» The task
Give back all the records exactly, keeping every line whole.
%%
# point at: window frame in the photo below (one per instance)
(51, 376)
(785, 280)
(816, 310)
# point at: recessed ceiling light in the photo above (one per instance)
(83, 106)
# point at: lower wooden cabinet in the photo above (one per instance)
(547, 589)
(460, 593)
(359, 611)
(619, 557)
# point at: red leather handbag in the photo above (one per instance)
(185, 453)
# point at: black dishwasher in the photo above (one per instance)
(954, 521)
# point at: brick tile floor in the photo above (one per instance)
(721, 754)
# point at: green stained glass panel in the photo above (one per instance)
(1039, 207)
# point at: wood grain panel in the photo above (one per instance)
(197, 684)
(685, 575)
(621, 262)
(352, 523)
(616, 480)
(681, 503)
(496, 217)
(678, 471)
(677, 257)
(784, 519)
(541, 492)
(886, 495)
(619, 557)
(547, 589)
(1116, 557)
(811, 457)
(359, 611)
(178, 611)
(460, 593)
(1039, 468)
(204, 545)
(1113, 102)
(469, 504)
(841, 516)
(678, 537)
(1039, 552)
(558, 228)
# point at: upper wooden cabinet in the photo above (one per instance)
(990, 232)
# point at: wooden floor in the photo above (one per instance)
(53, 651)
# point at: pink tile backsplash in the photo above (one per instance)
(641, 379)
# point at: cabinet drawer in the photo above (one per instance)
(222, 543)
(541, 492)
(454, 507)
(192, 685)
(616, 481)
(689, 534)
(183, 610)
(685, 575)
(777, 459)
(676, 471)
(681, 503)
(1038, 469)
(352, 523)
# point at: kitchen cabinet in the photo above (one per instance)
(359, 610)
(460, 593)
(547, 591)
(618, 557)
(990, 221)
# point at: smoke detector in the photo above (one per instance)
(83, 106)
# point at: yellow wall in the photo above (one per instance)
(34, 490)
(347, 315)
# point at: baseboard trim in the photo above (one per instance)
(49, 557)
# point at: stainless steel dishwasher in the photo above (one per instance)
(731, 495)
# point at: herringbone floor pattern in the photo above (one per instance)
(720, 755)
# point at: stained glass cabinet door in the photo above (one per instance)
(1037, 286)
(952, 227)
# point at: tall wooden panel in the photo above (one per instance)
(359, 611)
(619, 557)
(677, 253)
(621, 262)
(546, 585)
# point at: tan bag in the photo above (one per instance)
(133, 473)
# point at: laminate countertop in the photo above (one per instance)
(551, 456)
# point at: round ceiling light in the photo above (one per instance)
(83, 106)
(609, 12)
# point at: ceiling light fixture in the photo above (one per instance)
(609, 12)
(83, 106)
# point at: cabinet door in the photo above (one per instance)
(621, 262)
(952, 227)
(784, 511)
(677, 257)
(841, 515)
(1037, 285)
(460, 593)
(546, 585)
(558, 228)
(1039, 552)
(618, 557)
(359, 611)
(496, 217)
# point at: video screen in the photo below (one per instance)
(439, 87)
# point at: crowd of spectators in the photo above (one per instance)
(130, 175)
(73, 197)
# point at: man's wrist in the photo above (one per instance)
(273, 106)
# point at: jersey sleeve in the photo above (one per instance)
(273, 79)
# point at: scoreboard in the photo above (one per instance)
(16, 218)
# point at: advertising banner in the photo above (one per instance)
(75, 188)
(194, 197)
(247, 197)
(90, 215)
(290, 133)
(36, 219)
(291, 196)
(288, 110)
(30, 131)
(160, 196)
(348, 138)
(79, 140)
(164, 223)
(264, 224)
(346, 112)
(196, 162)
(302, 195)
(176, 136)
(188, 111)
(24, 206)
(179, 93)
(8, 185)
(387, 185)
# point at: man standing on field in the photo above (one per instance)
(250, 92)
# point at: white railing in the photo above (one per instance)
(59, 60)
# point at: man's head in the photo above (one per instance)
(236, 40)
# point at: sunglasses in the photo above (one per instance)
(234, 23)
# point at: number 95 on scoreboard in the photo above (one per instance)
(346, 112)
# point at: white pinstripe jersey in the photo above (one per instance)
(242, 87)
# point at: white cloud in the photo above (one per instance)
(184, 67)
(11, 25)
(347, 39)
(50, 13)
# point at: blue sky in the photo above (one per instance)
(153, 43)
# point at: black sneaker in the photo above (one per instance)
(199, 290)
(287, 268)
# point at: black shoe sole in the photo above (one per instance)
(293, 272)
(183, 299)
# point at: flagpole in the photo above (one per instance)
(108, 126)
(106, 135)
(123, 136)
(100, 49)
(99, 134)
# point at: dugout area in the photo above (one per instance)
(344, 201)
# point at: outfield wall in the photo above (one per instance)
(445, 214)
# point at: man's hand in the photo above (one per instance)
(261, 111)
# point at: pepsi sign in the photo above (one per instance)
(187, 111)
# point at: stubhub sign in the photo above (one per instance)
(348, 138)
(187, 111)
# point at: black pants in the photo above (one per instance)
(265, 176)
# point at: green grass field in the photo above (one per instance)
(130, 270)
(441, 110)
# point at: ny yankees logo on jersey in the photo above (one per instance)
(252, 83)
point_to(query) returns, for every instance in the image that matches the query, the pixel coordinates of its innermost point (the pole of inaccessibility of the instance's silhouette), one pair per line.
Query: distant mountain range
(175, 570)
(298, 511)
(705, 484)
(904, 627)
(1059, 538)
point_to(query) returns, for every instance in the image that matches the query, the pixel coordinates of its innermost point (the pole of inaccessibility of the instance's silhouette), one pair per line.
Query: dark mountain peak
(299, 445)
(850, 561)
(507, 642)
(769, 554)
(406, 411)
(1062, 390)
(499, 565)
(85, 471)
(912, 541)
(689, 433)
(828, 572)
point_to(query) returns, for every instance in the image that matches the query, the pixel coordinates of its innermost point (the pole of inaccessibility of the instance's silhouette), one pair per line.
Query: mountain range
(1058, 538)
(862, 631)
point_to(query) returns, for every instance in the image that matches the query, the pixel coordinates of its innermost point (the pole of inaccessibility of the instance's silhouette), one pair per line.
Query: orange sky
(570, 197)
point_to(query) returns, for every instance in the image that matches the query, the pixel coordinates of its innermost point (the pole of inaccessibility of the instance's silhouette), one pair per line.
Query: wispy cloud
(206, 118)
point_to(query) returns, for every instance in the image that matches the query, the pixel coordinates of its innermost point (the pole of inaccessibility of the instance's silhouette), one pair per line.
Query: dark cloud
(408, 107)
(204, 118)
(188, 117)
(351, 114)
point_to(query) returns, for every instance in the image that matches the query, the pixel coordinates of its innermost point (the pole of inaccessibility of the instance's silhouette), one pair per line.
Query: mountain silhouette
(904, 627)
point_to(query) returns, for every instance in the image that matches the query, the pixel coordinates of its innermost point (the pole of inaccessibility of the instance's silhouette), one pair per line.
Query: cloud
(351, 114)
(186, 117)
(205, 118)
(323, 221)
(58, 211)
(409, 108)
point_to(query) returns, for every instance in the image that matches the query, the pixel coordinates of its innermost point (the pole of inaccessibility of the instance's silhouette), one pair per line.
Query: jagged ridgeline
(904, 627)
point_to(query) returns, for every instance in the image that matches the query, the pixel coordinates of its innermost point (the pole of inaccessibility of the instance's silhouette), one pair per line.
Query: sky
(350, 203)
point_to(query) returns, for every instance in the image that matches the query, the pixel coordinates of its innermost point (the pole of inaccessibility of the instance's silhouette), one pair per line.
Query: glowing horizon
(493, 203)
%%
» Your solution
# point at: window frame in the photo below (one per instance)
(51, 376)
(785, 280)
(816, 310)
# point at: recessed ceiling light in the photo above (one per instance)
(83, 106)
# point at: lower wooden cabinet in the photo above (one per instance)
(547, 589)
(460, 593)
(359, 611)
(619, 557)
# point at: red leather handbag in the photo above (one per instance)
(185, 453)
# point at: black dishwasher in the photo above (one per instance)
(954, 521)
# point at: brick tile floor in the photo above (one per instance)
(721, 754)
# point at: green stained glass panel in the photo above (one per instance)
(1039, 207)
# point at: wood grain panel in the photo above (one per instance)
(197, 684)
(685, 575)
(621, 262)
(352, 523)
(616, 480)
(681, 503)
(496, 217)
(678, 471)
(677, 257)
(784, 519)
(541, 492)
(886, 495)
(619, 557)
(547, 589)
(1116, 557)
(811, 457)
(359, 611)
(178, 611)
(460, 593)
(1039, 468)
(204, 545)
(1113, 102)
(469, 504)
(841, 516)
(678, 537)
(1039, 552)
(558, 228)
# point at: upper wooden cabinet in the photo above (one per instance)
(990, 232)
# point at: wooden floor in the photo above (one per instance)
(53, 651)
# point at: pink tile backsplash in the photo above (one per instance)
(641, 379)
# point at: cabinet drawer in the photo above (one per instance)
(222, 543)
(541, 492)
(454, 507)
(192, 685)
(616, 481)
(689, 534)
(183, 610)
(685, 575)
(777, 459)
(676, 471)
(681, 503)
(1038, 469)
(352, 523)
# point at: kitchen cabinet in the photo above (one per instance)
(359, 610)
(460, 593)
(547, 591)
(618, 557)
(990, 221)
# point at: smoke detector in the photo above (one per instance)
(83, 106)
# point at: yellow wall in the photo above (one per instance)
(34, 490)
(347, 315)
# point at: baseboard trim in the photo above (one per instance)
(49, 557)
# point at: stainless steel dishwasher in the photo above (one per instance)
(731, 495)
# point at: herringbone floor pattern in the photo above (one per instance)
(720, 755)
# point at: stained glass cabinet door in the photo above (one per instance)
(1037, 286)
(952, 227)
# point at: tall wooden panel in the photo above (one per instance)
(359, 611)
(619, 557)
(677, 253)
(621, 262)
(546, 585)
# point at: tan bag in the photo above (one per instance)
(133, 473)
# point at: laminate countertop in the photo above (one per instance)
(551, 456)
# point at: round ceiling light in the photo above (one per instance)
(83, 106)
(609, 12)
# point at: ceiling light fixture in the photo above (one per instance)
(609, 12)
(83, 106)
# point at: cabinet door in the photo above (one per instance)
(621, 262)
(952, 227)
(784, 511)
(677, 257)
(841, 515)
(1037, 285)
(460, 593)
(546, 585)
(558, 228)
(1039, 552)
(618, 557)
(359, 611)
(496, 217)
# point at: video screen in the photo below (one per instance)
(439, 87)
# point at: crowd of spectators in the photo above (one per instance)
(130, 175)
(73, 197)
# point at: man's wrist in the photo above (one per instance)
(273, 106)
# point at: jersey sleeve in the photo above (one per instance)
(273, 79)
# point at: scoreboard in the photo above (one per instance)
(16, 218)
# point at: advertising banner in the photo above (one per instance)
(75, 188)
(194, 197)
(247, 197)
(90, 215)
(290, 133)
(36, 219)
(291, 196)
(288, 110)
(30, 131)
(160, 196)
(348, 138)
(79, 140)
(164, 223)
(264, 224)
(346, 112)
(196, 162)
(302, 195)
(176, 136)
(188, 111)
(24, 206)
(179, 93)
(8, 185)
(387, 185)
# point at: man standing on field in the photo above (one per instance)
(250, 92)
# point at: white railing in the photo above (one per instance)
(59, 60)
# point at: man's head in the photo above (one per instance)
(236, 40)
# point at: sunglasses in the photo above (one per instance)
(234, 23)
# point at: number 95 on scoreboard in the photo above (one per instance)
(346, 112)
# point at: white pinstripe jersey in the photo above (one per instance)
(242, 87)
# point at: white cloud in the photo above (one per instance)
(184, 67)
(11, 25)
(347, 39)
(50, 13)
# point at: blue sky in the photo above (one per instance)
(153, 43)
# point at: black sneaker in the photo above (one per instance)
(199, 290)
(287, 268)
# point at: black shoe sole in the photo above (one per instance)
(293, 272)
(183, 299)
# point at: flagpole in the photo above (one per instance)
(108, 126)
(106, 135)
(123, 136)
(100, 49)
(99, 134)
# point at: dugout area in the photo above (one per instance)
(344, 201)
# point at: outfield wall in the photo above (one per instance)
(445, 214)
# point at: man's hand in the photo above (one per instance)
(261, 111)
# point at: pepsi sign in the photo above (one per instance)
(187, 111)
# point at: stubhub sign in the photo above (one per instance)
(348, 138)
(187, 111)
# point at: black pants in the photo above (one per instance)
(265, 176)
# point at: green grass field in the photo above (one per instance)
(130, 270)
(441, 110)
# point at: ny yankees logo on jersey in the photo above (one per instance)
(252, 83)
point_to(query) returns, for every instance in the image that matches the query, the pixel coordinates of its innermost point (the pole of inaccessibility of the instance's silhouette), one pair per line.
Query: distant mountain range
(175, 570)
(298, 511)
(705, 484)
(904, 627)
(1059, 538)
point_to(query) returns, for every instance in the image that matches the query, the pixel coordinates of its innermost point (the pole of inaccessibility of the instance's silhouette), one pair per line.
Query: dark mountain peak
(299, 445)
(850, 561)
(507, 642)
(769, 554)
(406, 411)
(1062, 390)
(499, 565)
(85, 471)
(912, 541)
(689, 433)
(828, 572)
point_to(query) returns, for every instance in the image that matches the query, the pixel coordinates of its innermost point (the pole of inaccessibility of the instance's silhouette), one pair per line.
Query: mountain range
(1058, 538)
(862, 631)
point_to(query) returns, for every instance in the image that matches the query, the pixel coordinates of its innermost point (the pole of inaccessibility of the instance's silhouette), one pair per line.
Query: orange sky
(570, 197)
point_to(query) returns, for every instance in the image that matches the query, the pixel coordinates of its innermost point (the pole of inaccessibility of the instance's silhouette), one pair per line.
Query: wispy cloud
(206, 118)
point_to(query) returns, for every instance in the image that matches the query, the pixel coordinates of its innermost point (the pole of inaccessibility of the instance's silhouette), one pair per line.
Query: dark cloud
(408, 107)
(204, 118)
(188, 117)
(351, 114)
point_to(query) returns, for every instance in the image that matches the query, the pixel coordinates of its innermost point (the pole of inaccessibility of the instance's silhouette), one pair per line.
Query: mountain silhouette
(904, 627)
point_to(query) returns, for every instance in the image that matches the query, the pixel coordinates of its innermost point (the pole of inaccessibility of the instance's silhouette), one pair per line.
Query: cloud
(351, 114)
(186, 117)
(205, 118)
(323, 221)
(58, 211)
(409, 108)
point_to(query) returns, for every instance in the image that matches the query, the pixel coordinates of its innermost point (the pole of inaccessibility of the instance's silhouette), one pair per line.
Query: jagged ridgeline
(904, 627)
point_to(query) returns, for every instance in the image that matches the query, the pixel coordinates of its innermost point (the pole of inaccessibility of the instance's silhouette), one pair per line.
Query: sky
(350, 203)
point_to(query) returns, for every instance in the image that matches the query, the pixel coordinates of its innermost point (the pole of inaccessibility of the instance's silhouette), one pair per line.
Query: glowing horizon
(493, 203)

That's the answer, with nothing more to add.